## begin Extracted information

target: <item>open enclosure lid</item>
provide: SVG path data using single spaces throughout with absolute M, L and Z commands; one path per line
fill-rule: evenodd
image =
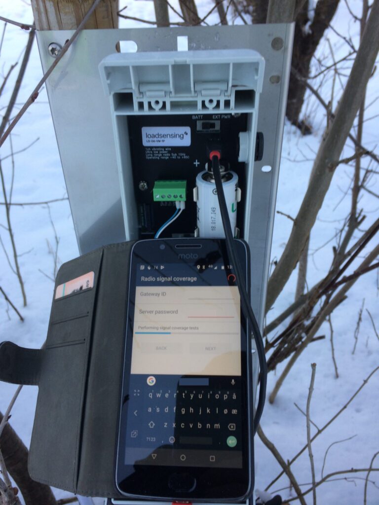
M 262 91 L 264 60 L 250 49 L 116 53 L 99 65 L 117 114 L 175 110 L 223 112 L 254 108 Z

## end Extracted information
## begin Extracted information

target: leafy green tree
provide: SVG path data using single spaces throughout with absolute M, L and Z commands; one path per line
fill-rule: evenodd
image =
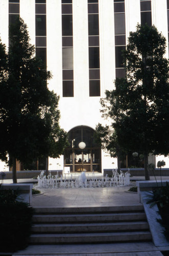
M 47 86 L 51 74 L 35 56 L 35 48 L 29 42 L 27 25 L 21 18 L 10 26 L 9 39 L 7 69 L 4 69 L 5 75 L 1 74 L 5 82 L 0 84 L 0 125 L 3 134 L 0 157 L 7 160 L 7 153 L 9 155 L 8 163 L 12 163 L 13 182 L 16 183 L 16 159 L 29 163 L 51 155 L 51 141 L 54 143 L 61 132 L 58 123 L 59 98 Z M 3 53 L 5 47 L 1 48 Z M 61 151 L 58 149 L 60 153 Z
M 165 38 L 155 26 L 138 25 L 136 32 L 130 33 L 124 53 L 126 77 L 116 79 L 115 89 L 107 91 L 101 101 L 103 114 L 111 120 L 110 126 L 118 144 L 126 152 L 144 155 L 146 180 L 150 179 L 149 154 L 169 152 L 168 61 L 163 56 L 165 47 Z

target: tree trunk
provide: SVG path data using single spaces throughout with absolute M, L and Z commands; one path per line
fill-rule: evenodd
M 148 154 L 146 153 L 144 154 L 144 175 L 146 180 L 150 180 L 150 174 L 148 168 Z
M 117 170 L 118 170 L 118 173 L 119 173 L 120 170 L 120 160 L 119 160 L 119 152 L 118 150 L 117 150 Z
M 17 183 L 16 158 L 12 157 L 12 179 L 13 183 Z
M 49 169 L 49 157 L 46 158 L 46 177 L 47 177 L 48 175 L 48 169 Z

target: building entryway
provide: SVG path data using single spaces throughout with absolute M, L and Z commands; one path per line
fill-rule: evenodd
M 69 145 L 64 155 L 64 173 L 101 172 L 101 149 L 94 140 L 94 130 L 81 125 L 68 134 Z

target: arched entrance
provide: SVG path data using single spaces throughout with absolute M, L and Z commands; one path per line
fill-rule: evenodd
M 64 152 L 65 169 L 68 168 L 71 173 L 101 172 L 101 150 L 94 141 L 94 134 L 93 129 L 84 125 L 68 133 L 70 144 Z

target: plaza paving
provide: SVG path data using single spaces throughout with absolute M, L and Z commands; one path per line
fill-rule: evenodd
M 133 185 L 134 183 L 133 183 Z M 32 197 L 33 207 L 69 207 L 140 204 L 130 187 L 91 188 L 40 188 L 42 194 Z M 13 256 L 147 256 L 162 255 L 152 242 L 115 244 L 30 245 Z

## end Extracted information
## begin Extracted information

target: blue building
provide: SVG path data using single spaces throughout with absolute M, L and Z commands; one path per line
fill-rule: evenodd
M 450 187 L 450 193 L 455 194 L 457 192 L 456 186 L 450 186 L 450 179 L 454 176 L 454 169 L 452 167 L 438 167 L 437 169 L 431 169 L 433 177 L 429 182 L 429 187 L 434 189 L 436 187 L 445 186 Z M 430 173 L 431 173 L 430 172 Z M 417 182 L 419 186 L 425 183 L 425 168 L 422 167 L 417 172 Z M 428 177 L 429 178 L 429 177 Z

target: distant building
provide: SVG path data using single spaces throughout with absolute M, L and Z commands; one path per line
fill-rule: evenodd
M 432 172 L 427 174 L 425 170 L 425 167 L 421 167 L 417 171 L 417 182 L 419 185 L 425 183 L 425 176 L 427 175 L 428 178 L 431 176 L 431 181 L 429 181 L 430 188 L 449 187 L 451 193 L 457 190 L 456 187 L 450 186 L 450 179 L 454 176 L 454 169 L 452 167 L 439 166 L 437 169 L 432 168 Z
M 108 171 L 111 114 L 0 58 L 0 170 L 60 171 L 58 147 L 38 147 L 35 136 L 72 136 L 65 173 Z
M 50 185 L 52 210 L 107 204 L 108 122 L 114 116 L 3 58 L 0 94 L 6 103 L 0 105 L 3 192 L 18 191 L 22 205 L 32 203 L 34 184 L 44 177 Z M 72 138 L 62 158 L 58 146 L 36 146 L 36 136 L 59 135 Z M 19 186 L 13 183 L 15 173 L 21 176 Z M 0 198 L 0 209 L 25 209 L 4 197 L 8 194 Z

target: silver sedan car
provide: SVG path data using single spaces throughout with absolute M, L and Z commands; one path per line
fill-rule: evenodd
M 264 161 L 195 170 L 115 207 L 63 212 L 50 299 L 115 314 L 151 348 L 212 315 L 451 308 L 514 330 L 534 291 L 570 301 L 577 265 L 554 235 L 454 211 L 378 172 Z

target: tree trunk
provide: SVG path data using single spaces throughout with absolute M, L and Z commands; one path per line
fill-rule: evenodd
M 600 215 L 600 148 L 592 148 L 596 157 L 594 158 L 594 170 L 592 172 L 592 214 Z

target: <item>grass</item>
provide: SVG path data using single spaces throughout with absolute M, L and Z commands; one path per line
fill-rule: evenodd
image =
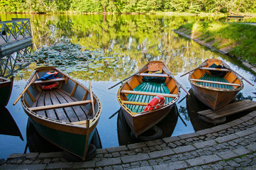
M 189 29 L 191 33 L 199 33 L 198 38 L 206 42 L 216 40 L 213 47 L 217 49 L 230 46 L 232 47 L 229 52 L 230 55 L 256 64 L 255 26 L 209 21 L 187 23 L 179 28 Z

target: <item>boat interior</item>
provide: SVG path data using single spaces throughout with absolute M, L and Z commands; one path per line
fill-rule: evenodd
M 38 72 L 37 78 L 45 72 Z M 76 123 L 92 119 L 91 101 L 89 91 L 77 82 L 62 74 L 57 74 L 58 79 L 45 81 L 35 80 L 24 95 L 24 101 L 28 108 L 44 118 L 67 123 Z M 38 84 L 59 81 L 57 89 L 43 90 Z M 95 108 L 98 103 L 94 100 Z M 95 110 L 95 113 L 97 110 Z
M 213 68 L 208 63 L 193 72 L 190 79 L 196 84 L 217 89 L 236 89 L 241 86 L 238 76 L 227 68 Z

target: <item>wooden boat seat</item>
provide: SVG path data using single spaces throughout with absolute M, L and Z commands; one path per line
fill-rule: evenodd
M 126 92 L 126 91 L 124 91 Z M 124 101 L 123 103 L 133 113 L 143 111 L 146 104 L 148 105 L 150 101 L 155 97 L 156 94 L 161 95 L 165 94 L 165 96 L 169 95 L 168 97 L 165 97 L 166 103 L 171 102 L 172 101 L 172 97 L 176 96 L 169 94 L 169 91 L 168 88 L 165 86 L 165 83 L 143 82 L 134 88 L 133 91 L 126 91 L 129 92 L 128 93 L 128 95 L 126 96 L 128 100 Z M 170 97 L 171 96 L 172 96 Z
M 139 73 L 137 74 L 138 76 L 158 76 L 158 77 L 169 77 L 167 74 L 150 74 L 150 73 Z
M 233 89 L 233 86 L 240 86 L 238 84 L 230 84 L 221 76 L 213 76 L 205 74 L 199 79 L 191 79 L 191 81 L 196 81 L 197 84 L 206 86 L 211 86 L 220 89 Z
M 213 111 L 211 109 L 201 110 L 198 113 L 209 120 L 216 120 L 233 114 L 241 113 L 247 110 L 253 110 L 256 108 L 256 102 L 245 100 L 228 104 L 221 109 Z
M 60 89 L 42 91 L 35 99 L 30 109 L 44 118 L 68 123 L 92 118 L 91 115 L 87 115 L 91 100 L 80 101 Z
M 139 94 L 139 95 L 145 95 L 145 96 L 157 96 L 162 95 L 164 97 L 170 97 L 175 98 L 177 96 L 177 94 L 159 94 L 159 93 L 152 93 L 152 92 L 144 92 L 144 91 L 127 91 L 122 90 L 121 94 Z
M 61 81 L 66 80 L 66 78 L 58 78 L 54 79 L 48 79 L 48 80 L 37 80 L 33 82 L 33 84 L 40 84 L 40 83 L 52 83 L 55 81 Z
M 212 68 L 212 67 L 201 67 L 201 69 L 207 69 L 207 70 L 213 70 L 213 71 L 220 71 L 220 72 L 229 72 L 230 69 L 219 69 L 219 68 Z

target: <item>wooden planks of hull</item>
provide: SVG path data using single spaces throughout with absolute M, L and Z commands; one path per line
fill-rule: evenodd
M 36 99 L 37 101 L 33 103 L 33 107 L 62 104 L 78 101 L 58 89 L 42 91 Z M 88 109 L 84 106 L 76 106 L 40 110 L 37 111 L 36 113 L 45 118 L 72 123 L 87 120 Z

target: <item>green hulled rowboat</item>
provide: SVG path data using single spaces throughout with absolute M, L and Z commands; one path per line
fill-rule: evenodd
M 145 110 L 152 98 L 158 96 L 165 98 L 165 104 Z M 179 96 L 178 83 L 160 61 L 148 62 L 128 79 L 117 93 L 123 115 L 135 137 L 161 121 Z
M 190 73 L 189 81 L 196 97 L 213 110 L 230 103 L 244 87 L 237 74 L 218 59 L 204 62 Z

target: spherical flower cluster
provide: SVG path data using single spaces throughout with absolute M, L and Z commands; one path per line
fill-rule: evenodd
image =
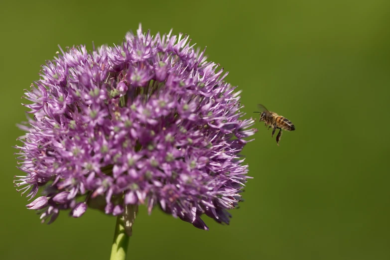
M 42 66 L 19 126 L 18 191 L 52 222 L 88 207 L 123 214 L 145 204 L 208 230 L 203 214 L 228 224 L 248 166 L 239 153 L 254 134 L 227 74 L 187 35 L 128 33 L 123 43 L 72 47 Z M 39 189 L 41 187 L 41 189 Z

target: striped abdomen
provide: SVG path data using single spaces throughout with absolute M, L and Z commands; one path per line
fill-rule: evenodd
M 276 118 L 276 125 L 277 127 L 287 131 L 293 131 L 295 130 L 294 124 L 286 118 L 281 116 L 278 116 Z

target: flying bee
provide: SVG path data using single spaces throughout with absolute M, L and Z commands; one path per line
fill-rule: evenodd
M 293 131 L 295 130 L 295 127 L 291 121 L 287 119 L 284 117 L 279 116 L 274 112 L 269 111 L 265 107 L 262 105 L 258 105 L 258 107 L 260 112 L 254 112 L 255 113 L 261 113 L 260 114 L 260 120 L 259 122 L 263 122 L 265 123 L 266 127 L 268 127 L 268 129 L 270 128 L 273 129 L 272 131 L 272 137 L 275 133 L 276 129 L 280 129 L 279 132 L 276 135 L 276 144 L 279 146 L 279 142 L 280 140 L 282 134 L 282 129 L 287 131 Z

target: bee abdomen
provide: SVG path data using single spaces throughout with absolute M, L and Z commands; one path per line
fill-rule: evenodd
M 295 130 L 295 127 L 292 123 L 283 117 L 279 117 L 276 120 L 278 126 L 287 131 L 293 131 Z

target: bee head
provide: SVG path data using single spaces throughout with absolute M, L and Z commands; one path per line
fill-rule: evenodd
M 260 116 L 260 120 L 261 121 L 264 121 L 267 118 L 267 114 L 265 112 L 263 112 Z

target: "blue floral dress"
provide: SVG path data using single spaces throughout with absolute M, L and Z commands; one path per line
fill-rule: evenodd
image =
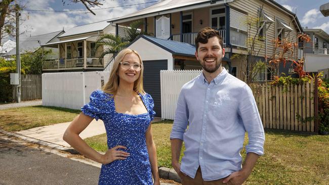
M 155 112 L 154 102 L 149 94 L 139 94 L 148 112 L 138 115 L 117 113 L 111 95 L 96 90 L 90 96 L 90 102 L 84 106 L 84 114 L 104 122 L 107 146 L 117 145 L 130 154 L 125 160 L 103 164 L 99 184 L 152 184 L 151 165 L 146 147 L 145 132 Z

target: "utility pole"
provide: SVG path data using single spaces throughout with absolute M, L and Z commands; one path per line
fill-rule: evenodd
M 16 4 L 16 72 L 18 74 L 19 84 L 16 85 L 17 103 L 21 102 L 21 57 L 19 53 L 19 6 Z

## end Extracted information

Count the lines in the material above that contain the string "wooden", treating uppercase and lowercase as different. Reply with the number only.

**Full solution:** 2